» Exercise instructions: Find the line containing "Would you mind picking out the girl's hair", then return it and every line after it through the end of the records, exactly. Leave out pictures.

Start of Block

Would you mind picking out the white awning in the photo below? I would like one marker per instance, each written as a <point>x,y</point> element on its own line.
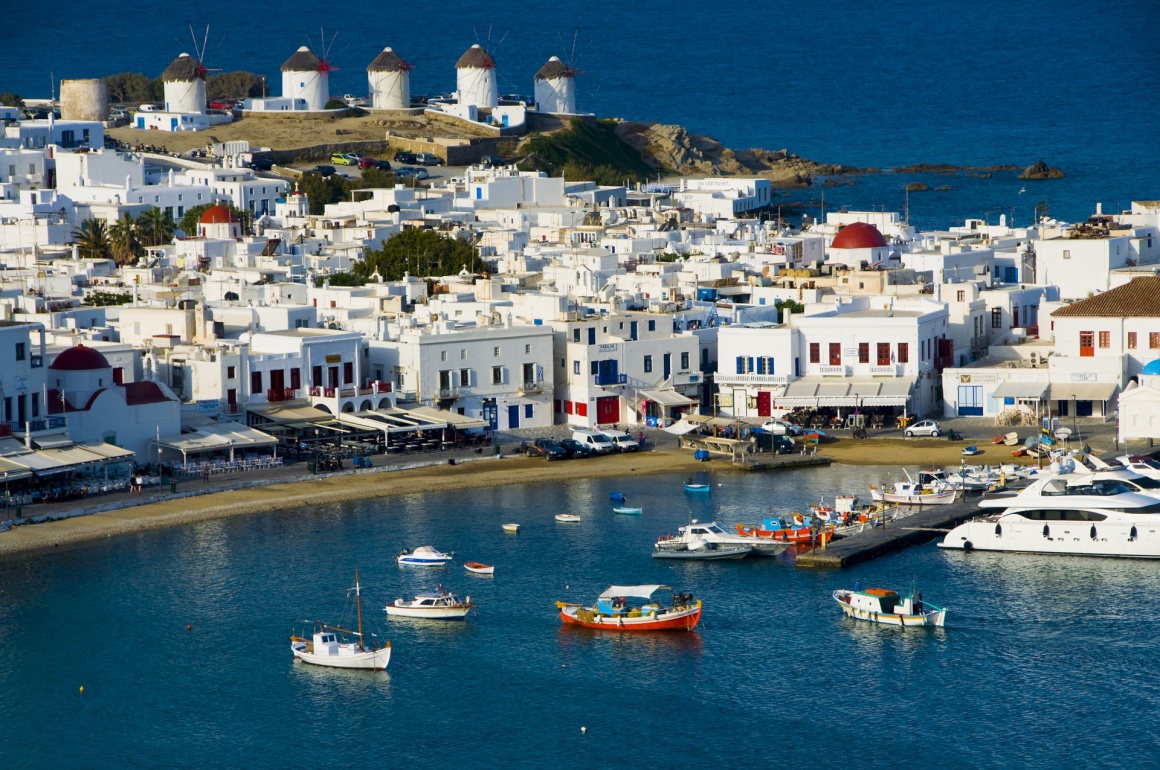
<point>1082,391</point>
<point>667,398</point>
<point>638,591</point>
<point>1020,391</point>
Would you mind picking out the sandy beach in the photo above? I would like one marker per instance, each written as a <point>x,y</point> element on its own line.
<point>487,472</point>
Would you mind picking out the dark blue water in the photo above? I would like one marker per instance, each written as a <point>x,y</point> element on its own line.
<point>883,85</point>
<point>1044,663</point>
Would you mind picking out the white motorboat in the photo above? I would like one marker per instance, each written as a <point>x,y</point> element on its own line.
<point>327,647</point>
<point>886,607</point>
<point>440,605</point>
<point>425,556</point>
<point>697,537</point>
<point>1079,514</point>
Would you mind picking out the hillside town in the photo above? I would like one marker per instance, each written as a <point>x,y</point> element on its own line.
<point>130,341</point>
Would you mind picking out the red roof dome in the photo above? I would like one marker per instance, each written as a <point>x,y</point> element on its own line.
<point>218,215</point>
<point>858,234</point>
<point>80,358</point>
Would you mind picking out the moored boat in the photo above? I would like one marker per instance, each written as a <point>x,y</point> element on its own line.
<point>425,556</point>
<point>326,647</point>
<point>886,607</point>
<point>439,605</point>
<point>613,611</point>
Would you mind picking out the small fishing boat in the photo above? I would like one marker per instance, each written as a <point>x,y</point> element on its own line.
<point>327,648</point>
<point>440,605</point>
<point>886,607</point>
<point>613,611</point>
<point>425,556</point>
<point>704,552</point>
<point>910,493</point>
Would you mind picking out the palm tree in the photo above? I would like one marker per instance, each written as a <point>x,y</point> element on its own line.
<point>156,226</point>
<point>92,239</point>
<point>125,240</point>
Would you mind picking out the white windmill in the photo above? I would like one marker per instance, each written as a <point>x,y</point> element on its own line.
<point>476,78</point>
<point>305,75</point>
<point>389,79</point>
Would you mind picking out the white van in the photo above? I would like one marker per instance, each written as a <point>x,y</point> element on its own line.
<point>623,441</point>
<point>595,441</point>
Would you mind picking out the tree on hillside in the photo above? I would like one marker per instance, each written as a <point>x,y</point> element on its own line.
<point>92,239</point>
<point>320,190</point>
<point>124,239</point>
<point>421,253</point>
<point>156,227</point>
<point>133,88</point>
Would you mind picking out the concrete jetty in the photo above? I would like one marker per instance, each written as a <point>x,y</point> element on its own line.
<point>925,525</point>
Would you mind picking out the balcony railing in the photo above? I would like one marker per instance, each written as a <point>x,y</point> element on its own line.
<point>744,379</point>
<point>281,394</point>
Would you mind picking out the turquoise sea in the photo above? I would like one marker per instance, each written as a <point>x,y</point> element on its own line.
<point>882,85</point>
<point>1044,662</point>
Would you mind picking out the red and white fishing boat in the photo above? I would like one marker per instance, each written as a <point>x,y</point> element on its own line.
<point>613,611</point>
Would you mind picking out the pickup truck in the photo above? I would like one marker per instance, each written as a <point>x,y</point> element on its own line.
<point>544,448</point>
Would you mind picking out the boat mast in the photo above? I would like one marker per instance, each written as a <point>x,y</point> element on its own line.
<point>359,604</point>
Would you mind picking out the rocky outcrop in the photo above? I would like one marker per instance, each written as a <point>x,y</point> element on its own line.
<point>674,149</point>
<point>1039,169</point>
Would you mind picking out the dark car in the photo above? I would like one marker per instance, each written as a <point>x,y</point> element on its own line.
<point>572,448</point>
<point>544,448</point>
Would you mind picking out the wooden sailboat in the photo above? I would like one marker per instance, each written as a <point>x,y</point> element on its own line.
<point>327,648</point>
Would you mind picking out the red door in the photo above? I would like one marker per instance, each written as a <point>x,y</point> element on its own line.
<point>608,409</point>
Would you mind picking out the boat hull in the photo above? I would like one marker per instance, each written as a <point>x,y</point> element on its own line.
<point>348,656</point>
<point>1017,535</point>
<point>672,620</point>
<point>934,618</point>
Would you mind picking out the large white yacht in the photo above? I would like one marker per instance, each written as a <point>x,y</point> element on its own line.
<point>1081,514</point>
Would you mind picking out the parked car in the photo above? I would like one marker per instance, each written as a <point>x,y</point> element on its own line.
<point>594,440</point>
<point>922,428</point>
<point>572,448</point>
<point>623,441</point>
<point>544,448</point>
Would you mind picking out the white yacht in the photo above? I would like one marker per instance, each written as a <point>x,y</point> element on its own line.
<point>1081,514</point>
<point>697,535</point>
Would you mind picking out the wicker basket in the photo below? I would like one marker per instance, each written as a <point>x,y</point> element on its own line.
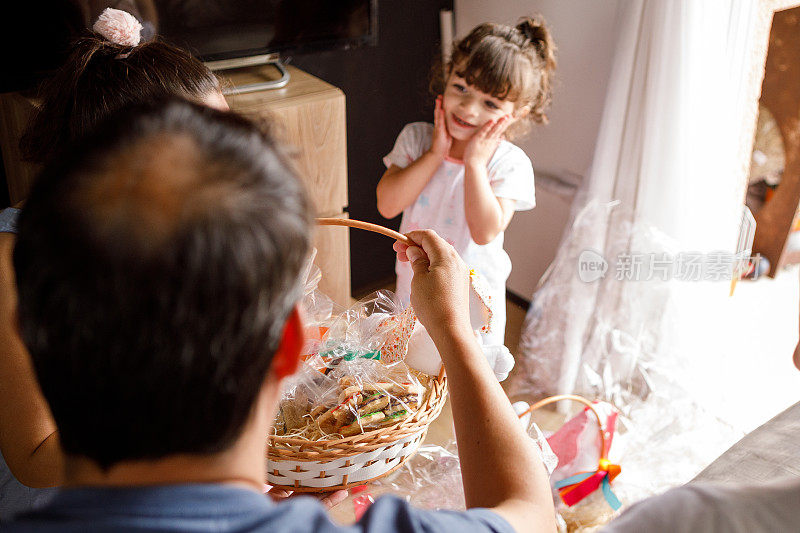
<point>316,466</point>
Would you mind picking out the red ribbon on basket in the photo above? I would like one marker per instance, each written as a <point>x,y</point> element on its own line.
<point>575,488</point>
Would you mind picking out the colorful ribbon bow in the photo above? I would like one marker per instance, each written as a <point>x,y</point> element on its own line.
<point>575,488</point>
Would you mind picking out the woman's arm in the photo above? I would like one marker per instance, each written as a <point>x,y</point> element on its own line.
<point>28,437</point>
<point>400,187</point>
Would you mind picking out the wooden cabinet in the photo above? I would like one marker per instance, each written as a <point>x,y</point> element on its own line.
<point>309,115</point>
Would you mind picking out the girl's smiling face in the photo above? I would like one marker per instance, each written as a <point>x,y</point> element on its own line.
<point>467,108</point>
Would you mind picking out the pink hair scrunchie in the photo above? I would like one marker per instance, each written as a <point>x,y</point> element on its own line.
<point>119,27</point>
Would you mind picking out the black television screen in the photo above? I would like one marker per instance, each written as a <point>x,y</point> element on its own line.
<point>220,30</point>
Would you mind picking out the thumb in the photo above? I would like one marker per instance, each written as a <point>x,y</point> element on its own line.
<point>418,259</point>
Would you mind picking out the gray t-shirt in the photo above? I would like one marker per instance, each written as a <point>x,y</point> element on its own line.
<point>715,508</point>
<point>223,508</point>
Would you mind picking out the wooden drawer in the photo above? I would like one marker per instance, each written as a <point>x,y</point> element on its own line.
<point>309,114</point>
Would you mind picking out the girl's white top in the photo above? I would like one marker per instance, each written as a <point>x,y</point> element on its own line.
<point>440,206</point>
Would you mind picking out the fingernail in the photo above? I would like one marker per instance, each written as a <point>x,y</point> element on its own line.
<point>413,253</point>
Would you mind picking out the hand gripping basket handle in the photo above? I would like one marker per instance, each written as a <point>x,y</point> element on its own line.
<point>350,223</point>
<point>365,226</point>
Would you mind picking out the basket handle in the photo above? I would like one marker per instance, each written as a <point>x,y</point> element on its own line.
<point>575,398</point>
<point>365,226</point>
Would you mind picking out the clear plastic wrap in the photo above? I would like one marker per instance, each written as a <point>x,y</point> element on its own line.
<point>637,339</point>
<point>353,378</point>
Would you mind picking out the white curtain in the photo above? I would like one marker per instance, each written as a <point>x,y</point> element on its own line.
<point>664,180</point>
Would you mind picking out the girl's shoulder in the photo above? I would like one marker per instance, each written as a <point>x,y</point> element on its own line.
<point>419,130</point>
<point>509,152</point>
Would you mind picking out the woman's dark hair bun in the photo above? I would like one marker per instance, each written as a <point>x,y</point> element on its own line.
<point>535,30</point>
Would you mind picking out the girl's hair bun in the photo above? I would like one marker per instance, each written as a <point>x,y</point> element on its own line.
<point>535,30</point>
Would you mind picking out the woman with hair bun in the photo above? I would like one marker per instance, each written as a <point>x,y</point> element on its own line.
<point>107,69</point>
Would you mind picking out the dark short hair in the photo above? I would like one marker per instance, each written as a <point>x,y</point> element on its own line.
<point>100,77</point>
<point>157,263</point>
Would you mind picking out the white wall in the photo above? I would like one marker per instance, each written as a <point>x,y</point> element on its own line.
<point>585,34</point>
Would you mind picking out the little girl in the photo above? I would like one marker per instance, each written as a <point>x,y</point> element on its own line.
<point>460,176</point>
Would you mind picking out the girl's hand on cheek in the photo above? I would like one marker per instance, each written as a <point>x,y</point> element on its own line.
<point>441,138</point>
<point>482,145</point>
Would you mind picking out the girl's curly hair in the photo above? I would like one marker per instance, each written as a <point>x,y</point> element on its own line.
<point>509,62</point>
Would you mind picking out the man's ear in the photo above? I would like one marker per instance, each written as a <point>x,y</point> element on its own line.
<point>287,359</point>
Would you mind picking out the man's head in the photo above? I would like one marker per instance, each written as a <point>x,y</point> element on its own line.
<point>156,265</point>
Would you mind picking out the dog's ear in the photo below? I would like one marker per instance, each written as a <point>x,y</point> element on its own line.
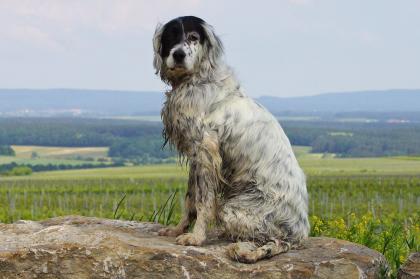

End of Block

» Exercise answer:
Would you mind picking out the girl's hair bun in the photo above? I would like one marker per instance, each written as a <point>x,y</point> element on its own line.
<point>535,30</point>
Would you mind picking out the woman with hair bun in the photo above? I would like one marker per instance, each written as a <point>x,y</point> element on its own line.
<point>107,69</point>
Would you mind picking out the dark short hair in the photo above? I would like one marker per instance, each written as a <point>x,y</point> element on its own line.
<point>100,77</point>
<point>157,263</point>
Would you mind picking out the white wall in the photo above? I would like one marker per instance, each written as a <point>x,y</point> element on its own line.
<point>585,34</point>
Would you mind picking out the little girl in the photo above? I would like one marker per instance, each written as a <point>x,y</point> element on its own line.
<point>460,176</point>
Would you mind picking out the girl's hand on cheek in the photo above? I would like one marker per instance, each written as a <point>x,y</point> element on its own line.
<point>441,138</point>
<point>482,145</point>
Would you mind picking out the girl's curly hair in the photo above? I would like one marker per instance, each written as a <point>x,y</point> element on its own line.
<point>509,62</point>
Would you mind picking out the man's ear in the photo above? I would like one marker per instance, each written as a <point>x,y</point> element on its own line.
<point>287,359</point>
Would you mind picking out the man's head in the photo above? I would like one marker per instance, each written as a <point>x,y</point> element on its own line.
<point>156,265</point>
Would you mind picking out the dog's ear in the photo below? I would like one marker per instance, each written as a <point>x,y</point> element on its own line.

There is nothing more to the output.